## [Exercise prompt]
Reproduce verbatim the lines of the records from the line containing "Task: annotation of the bridge." through the final line of the records, inclusive, and output nothing else.
── Record excerpts
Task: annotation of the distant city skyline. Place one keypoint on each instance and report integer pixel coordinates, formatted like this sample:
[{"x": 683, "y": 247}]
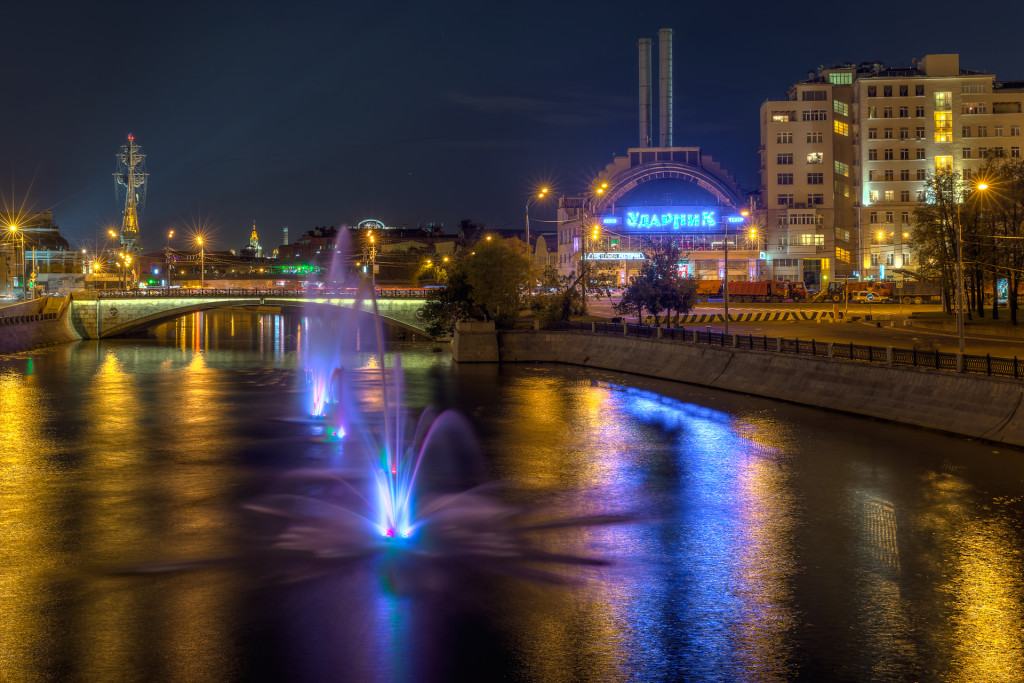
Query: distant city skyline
[{"x": 305, "y": 116}]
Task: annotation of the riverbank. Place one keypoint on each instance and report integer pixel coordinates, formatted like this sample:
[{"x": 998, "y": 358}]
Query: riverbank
[
  {"x": 970, "y": 406},
  {"x": 35, "y": 324}
]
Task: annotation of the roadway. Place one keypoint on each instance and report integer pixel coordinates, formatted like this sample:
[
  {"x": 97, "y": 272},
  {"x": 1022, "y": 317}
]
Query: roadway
[{"x": 884, "y": 333}]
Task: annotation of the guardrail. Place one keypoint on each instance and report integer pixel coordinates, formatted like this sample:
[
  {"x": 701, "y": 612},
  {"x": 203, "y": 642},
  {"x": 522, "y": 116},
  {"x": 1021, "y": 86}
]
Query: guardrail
[
  {"x": 291, "y": 294},
  {"x": 887, "y": 355}
]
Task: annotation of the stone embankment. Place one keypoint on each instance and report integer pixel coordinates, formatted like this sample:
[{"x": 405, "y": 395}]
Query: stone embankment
[
  {"x": 980, "y": 407},
  {"x": 33, "y": 324}
]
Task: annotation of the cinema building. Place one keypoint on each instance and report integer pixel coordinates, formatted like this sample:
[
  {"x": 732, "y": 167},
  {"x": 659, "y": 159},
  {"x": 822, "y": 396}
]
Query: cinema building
[{"x": 663, "y": 191}]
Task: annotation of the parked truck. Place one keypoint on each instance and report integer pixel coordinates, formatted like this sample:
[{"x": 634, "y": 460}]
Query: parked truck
[
  {"x": 907, "y": 292},
  {"x": 837, "y": 292},
  {"x": 709, "y": 289},
  {"x": 767, "y": 291}
]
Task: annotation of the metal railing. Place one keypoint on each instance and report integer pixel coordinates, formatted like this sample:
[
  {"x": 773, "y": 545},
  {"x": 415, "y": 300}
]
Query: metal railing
[
  {"x": 903, "y": 357},
  {"x": 271, "y": 293}
]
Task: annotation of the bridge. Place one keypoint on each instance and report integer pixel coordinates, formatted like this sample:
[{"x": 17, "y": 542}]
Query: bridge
[{"x": 107, "y": 314}]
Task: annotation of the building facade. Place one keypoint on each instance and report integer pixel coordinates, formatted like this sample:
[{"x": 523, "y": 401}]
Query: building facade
[{"x": 847, "y": 156}]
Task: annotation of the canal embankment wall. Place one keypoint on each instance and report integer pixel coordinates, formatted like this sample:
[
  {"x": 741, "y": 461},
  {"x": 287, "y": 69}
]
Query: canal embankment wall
[
  {"x": 971, "y": 406},
  {"x": 33, "y": 324}
]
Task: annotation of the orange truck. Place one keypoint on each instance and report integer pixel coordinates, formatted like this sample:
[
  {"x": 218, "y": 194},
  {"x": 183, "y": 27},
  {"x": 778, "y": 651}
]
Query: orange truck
[{"x": 767, "y": 291}]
────
## [Solution to this exercise]
Task: annotation of the bridge. Place one keypoint on each instance and report integer pixel coordinates, formatted like this sample:
[{"x": 17, "y": 542}]
Query: bridge
[{"x": 107, "y": 314}]
Task: annotation of the building facade. Place one keypoint on each instance and report integer pixel coordinates, formatted like this sample:
[{"x": 523, "y": 401}]
Query: building facade
[{"x": 847, "y": 156}]
Task: annotation of the canal embankment wall. Place one keypoint on each instance and report integer pixel coordinates, formatted like this sample:
[
  {"x": 741, "y": 461},
  {"x": 287, "y": 69}
]
Query: canal embankment wall
[
  {"x": 971, "y": 406},
  {"x": 33, "y": 324}
]
Task: annotation of the orange truck. Place one keypoint on each instance and report integer pixel coordinates, formatted like this sample:
[
  {"x": 218, "y": 194},
  {"x": 183, "y": 27},
  {"x": 778, "y": 651}
]
Query: orange truck
[{"x": 767, "y": 291}]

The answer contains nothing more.